What is being asked
The answer should be an exact copy of the lines from the line with "Target: hedge row" through the last line of the entries, and no other lines.

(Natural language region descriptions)
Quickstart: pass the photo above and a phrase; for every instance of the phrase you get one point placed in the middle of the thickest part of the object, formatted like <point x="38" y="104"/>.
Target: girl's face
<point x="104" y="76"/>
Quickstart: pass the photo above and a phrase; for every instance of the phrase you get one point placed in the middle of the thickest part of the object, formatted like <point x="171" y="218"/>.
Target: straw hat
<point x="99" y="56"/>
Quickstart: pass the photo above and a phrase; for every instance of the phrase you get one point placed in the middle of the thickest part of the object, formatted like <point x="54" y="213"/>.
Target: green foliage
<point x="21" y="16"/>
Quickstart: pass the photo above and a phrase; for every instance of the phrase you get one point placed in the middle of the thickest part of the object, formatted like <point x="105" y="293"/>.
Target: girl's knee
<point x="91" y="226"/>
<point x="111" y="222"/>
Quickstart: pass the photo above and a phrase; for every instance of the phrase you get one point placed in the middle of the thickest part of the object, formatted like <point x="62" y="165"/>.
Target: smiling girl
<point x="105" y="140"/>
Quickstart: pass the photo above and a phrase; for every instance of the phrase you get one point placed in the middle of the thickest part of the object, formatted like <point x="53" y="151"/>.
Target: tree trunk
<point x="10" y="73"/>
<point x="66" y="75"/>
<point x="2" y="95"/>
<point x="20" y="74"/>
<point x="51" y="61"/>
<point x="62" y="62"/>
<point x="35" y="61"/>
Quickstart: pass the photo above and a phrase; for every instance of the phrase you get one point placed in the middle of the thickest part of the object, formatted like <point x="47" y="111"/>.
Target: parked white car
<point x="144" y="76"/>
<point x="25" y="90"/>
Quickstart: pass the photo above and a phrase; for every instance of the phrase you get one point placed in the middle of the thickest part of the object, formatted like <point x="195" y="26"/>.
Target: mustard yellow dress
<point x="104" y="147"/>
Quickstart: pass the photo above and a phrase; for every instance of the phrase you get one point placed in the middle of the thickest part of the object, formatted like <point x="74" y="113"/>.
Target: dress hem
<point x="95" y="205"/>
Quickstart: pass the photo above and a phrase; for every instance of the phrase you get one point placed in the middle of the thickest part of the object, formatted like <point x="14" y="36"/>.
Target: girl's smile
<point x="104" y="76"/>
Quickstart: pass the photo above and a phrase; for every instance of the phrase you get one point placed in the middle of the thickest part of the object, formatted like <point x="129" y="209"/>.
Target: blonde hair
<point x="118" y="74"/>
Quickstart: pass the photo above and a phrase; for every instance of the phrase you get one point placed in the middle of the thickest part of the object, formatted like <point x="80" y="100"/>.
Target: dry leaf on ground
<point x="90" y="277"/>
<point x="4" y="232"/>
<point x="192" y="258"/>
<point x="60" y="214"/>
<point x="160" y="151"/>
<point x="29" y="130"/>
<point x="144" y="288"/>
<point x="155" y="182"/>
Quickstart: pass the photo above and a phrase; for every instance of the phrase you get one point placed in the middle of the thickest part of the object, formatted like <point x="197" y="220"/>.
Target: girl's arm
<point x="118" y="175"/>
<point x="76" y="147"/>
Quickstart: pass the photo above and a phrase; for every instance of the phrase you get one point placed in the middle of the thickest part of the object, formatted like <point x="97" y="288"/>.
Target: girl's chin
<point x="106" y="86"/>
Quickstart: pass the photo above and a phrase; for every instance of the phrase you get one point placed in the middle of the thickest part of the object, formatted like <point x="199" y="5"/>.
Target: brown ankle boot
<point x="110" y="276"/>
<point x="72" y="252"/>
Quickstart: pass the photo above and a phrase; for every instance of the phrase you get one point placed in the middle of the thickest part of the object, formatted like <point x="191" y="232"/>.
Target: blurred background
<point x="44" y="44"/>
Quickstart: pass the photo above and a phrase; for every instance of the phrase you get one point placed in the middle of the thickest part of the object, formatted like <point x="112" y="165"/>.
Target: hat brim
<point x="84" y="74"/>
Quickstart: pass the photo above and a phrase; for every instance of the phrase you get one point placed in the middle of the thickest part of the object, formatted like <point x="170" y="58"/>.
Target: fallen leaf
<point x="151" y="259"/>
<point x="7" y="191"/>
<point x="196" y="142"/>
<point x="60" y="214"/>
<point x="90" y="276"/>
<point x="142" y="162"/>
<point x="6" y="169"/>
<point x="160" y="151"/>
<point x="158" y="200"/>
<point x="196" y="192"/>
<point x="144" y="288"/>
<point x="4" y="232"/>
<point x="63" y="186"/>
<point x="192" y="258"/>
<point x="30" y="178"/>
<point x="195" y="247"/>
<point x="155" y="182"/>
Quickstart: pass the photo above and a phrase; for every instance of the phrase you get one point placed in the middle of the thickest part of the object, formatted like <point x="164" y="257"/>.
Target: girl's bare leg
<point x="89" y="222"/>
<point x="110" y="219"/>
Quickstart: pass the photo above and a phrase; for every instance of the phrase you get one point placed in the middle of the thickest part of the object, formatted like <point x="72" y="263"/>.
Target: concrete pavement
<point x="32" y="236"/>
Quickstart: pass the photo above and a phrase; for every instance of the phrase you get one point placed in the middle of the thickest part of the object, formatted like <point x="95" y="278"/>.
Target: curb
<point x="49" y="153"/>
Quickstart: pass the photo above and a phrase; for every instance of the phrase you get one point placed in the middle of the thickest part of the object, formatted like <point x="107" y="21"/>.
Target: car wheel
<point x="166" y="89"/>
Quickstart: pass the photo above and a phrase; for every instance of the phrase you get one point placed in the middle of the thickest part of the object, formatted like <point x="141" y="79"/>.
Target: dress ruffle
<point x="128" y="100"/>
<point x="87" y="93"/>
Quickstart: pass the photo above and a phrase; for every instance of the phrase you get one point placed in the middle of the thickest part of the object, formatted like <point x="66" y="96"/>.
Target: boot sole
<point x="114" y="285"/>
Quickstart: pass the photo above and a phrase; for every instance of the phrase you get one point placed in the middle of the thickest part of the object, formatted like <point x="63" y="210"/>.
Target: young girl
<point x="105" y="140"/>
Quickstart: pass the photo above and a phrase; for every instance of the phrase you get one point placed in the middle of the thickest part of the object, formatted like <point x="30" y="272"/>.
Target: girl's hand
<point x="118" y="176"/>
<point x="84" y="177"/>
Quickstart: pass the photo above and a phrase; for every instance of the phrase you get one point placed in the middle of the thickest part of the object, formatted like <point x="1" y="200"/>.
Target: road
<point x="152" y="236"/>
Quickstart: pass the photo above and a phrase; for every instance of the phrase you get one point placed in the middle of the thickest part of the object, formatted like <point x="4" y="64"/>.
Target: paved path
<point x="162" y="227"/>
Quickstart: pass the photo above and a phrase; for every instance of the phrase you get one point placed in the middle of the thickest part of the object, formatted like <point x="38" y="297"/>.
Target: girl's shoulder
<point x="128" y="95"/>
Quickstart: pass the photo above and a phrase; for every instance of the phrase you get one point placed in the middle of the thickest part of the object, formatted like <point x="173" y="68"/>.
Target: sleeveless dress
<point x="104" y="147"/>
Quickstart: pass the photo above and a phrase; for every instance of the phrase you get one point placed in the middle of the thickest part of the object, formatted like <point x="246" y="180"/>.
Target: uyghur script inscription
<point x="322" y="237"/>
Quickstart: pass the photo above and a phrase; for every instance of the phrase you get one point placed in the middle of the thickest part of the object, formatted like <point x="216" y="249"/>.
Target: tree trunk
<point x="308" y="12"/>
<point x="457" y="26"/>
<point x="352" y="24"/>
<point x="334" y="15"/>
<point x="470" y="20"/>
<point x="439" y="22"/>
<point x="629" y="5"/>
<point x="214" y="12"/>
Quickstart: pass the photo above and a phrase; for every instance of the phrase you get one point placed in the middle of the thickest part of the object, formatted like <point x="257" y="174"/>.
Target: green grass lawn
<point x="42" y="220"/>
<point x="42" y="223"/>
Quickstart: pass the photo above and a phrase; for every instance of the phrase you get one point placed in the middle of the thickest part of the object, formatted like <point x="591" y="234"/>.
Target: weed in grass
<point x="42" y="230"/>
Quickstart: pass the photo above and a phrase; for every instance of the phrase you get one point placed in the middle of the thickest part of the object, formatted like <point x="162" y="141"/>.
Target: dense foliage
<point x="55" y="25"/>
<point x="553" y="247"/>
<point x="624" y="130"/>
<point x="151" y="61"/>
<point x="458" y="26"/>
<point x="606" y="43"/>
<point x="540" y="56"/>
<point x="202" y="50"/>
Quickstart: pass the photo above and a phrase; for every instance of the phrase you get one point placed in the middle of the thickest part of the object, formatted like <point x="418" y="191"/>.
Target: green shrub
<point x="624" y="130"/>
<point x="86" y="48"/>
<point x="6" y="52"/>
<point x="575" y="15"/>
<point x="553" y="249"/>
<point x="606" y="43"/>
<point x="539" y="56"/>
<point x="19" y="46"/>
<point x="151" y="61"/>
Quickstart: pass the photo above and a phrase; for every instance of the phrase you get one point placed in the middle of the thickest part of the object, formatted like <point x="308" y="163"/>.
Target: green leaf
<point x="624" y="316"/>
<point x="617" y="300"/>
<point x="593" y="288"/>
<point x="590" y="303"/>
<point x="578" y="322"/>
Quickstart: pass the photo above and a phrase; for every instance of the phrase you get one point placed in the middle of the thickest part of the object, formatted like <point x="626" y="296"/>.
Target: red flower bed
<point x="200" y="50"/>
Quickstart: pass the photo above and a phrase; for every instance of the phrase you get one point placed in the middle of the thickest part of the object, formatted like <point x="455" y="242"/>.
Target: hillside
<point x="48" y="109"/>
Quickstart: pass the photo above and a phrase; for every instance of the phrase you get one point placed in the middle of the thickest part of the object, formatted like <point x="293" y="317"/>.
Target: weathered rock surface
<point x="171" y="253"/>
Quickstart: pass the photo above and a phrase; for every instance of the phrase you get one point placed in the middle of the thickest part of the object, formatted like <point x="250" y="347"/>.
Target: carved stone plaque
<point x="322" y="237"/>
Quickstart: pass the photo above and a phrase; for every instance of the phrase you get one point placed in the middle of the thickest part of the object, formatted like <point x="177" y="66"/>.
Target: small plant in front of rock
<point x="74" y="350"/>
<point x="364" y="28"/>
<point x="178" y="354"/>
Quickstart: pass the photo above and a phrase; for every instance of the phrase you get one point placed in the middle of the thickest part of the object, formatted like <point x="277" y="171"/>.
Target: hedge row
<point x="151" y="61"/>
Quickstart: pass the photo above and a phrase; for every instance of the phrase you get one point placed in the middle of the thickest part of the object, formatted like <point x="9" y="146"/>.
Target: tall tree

Reply
Target: hedge row
<point x="151" y="61"/>
Quickstart: pass the photo above and a phrase; for every instance of the phrase you get one point placed in the middle of the thickest part of the object, formatted like <point x="9" y="146"/>.
Target: tall tree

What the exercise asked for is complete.